# Available data:
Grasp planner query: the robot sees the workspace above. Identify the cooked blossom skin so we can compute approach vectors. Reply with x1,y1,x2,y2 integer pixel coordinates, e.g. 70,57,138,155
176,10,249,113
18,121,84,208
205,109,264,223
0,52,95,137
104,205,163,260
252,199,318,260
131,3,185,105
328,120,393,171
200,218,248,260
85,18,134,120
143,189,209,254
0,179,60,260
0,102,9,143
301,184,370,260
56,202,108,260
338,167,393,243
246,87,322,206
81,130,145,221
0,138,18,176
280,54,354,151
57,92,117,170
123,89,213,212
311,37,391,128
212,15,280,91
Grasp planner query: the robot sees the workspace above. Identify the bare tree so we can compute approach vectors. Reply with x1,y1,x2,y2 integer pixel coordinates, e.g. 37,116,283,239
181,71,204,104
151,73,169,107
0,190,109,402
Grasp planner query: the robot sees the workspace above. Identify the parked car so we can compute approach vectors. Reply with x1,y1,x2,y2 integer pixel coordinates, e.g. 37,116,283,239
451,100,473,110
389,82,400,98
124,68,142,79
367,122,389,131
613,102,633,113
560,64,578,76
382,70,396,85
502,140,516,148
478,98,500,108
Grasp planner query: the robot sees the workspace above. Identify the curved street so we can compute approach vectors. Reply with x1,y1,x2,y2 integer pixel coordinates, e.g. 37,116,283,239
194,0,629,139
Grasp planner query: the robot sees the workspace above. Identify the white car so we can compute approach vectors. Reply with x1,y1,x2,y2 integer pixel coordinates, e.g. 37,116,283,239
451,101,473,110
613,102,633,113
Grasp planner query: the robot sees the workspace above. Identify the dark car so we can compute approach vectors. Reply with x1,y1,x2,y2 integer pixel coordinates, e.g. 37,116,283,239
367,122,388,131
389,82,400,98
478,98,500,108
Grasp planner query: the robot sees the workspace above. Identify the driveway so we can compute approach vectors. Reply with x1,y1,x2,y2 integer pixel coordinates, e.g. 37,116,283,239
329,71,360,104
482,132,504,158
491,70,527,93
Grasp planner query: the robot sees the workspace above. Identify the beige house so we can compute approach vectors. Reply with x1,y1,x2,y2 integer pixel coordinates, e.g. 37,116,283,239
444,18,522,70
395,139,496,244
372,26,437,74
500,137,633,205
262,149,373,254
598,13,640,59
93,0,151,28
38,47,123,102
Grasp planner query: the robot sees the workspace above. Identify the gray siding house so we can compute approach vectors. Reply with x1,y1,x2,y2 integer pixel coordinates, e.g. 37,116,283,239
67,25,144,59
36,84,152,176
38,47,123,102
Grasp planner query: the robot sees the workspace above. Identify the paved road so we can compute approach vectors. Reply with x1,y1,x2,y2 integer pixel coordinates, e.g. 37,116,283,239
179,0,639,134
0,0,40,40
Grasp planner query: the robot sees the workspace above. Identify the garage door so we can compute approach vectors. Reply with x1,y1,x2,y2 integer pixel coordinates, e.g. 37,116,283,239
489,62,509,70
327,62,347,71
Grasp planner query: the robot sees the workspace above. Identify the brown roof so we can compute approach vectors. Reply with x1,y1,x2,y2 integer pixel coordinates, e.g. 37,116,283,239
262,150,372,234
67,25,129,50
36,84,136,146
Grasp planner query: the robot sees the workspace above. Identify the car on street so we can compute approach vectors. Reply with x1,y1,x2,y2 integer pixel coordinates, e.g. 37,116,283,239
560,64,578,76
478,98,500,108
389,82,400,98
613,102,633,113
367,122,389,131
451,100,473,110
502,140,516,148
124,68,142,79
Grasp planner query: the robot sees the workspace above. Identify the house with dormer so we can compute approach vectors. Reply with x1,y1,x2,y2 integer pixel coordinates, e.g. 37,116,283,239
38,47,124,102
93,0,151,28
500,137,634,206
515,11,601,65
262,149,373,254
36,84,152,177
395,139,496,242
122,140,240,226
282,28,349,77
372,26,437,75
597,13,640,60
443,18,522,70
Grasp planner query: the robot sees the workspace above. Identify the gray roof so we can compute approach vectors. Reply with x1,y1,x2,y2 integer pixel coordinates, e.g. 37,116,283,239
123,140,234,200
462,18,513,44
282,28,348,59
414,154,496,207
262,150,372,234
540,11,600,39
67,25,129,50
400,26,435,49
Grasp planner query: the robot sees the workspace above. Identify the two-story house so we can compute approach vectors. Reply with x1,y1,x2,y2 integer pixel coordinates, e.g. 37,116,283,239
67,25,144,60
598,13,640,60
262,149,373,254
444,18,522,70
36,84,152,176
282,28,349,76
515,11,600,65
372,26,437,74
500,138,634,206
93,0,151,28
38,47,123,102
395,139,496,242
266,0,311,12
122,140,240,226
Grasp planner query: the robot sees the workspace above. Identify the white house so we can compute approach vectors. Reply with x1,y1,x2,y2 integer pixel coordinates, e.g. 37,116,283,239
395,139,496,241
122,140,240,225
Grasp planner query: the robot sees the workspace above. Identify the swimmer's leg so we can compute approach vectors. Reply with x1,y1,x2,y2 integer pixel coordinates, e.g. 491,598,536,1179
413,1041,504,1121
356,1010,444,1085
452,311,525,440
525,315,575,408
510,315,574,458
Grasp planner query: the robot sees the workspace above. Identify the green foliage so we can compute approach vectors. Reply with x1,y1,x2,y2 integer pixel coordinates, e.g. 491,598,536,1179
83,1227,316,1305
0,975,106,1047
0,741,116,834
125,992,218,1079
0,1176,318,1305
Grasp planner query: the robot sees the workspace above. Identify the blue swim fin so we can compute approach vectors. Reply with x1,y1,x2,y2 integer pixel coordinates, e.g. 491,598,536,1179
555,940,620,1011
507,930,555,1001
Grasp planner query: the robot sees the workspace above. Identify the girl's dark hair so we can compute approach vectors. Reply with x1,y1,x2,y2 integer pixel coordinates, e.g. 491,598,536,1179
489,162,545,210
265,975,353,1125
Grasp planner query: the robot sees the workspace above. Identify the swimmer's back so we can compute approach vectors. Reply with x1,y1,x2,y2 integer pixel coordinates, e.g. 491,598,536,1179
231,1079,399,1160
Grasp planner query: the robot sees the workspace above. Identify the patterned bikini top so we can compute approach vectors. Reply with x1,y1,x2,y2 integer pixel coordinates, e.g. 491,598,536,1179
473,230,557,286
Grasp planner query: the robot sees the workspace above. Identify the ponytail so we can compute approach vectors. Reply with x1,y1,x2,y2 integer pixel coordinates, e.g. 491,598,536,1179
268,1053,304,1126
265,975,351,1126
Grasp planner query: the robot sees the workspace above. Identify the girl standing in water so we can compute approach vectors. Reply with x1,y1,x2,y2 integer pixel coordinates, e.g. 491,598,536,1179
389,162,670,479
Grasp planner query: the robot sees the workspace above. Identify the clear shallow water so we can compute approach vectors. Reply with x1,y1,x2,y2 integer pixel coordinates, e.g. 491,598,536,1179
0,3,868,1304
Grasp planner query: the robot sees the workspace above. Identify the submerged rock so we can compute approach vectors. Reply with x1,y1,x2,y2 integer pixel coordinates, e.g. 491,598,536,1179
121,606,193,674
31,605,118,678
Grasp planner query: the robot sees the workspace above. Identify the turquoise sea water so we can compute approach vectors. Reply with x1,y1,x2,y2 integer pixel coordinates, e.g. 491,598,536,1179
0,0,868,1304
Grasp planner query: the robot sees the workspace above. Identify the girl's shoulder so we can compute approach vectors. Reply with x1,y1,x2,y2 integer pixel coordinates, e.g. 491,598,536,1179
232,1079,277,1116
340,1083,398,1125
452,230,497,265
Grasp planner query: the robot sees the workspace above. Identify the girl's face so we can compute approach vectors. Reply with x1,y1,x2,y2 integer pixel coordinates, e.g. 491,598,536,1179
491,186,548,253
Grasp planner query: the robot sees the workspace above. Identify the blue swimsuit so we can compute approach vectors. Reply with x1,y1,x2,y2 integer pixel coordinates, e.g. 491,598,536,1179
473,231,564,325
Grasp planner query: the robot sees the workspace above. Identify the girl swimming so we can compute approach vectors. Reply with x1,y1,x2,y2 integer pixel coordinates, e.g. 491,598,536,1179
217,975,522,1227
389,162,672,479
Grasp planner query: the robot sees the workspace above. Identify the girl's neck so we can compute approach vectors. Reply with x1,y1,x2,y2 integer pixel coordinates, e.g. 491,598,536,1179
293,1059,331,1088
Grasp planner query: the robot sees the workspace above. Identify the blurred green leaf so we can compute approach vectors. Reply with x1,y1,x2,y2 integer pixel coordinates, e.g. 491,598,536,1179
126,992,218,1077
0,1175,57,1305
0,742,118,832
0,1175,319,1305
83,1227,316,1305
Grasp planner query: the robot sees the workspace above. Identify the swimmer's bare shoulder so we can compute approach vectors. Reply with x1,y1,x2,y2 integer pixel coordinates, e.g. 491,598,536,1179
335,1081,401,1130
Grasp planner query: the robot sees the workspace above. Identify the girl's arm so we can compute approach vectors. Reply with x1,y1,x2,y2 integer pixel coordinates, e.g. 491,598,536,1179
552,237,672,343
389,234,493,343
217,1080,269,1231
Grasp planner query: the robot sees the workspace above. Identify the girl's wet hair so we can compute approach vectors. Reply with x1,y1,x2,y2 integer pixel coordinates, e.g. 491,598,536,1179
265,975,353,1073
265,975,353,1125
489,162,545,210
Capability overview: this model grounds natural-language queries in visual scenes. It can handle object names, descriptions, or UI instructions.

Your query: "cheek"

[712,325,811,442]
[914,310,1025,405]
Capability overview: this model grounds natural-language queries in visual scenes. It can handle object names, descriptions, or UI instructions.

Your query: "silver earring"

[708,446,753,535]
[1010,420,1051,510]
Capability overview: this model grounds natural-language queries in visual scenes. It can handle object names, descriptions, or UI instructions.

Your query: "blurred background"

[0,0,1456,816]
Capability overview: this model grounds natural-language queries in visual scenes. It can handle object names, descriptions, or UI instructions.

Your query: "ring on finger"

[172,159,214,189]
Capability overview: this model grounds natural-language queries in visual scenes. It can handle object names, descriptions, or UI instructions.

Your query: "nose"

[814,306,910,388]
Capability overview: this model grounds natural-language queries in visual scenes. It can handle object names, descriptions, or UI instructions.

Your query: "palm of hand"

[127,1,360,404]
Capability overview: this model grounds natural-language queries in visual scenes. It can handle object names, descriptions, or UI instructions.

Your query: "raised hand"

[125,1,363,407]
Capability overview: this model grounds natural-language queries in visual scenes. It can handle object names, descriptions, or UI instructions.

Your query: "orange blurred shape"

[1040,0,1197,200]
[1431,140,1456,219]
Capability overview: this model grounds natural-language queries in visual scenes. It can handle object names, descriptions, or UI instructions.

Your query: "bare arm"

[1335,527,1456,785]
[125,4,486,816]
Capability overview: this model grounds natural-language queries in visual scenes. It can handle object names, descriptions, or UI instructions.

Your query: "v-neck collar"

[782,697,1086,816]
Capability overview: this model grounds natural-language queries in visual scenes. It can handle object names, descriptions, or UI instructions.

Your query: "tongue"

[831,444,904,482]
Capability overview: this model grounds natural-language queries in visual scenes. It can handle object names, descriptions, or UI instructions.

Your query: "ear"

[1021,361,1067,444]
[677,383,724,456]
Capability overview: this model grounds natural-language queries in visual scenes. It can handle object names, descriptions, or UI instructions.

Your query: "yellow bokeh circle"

# What you will do:
Extract every line of the rows above that contains the string "neck". Case counts.

# Correct result:
Grasp planner query: the robot sees the workspace above. Identify the girl's neck so we can compute approach vectors. Reply with x1,y1,x2,y2 integer pixel coordinates, e.g. 491,598,536,1179
Your query: "v-neck collar"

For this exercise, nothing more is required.